■ EXERCISE:
Range to reproduce from the entries below: the line with "Task: indicate the reflection", the line with "Task: indicate the newel", and every line in between. Give them exactly and give nothing else.

■ SOURCE INFORMATION:
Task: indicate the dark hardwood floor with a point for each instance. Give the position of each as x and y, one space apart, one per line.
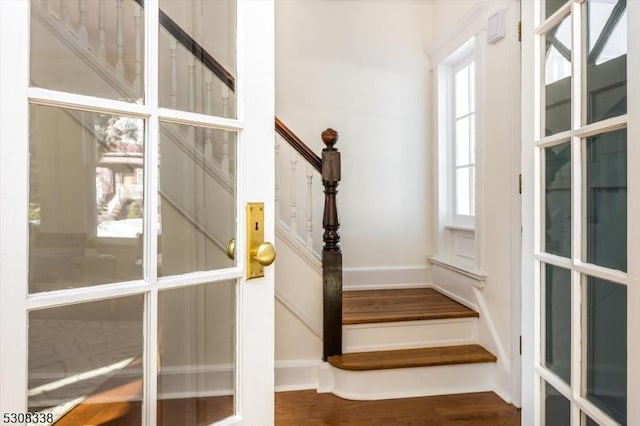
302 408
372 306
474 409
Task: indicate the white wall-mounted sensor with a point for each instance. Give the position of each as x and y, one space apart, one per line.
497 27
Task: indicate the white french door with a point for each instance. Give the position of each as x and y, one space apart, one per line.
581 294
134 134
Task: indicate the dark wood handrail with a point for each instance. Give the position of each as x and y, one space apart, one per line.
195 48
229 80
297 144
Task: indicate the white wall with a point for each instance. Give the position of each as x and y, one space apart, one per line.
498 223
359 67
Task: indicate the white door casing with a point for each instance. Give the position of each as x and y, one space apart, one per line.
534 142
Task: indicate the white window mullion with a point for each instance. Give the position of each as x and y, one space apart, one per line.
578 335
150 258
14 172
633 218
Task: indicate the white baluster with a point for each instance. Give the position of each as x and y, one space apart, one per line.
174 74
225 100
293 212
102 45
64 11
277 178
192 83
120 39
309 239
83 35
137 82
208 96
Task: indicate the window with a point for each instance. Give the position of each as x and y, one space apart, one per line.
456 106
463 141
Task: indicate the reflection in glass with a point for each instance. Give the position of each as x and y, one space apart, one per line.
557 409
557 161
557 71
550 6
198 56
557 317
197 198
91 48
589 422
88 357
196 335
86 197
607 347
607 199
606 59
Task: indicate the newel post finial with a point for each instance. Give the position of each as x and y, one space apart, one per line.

---

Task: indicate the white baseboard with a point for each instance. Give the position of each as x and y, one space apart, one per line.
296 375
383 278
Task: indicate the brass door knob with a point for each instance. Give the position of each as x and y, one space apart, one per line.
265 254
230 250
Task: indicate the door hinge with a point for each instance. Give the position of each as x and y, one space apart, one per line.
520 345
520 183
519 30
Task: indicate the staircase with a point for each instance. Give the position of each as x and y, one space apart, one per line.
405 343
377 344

■ RESPONSE FOR THIS EXERCISE:
Task: indicate the reflection in glass with a point for each instance. Give the position of each as x and y, one space apart, one per line.
557 409
557 161
557 71
550 6
198 56
557 317
197 198
91 48
589 422
88 357
196 335
86 197
607 347
607 199
606 59
Task: indicate the newel post finial with a point for each instance. Give the position of each as x and y, one space apart, one per line.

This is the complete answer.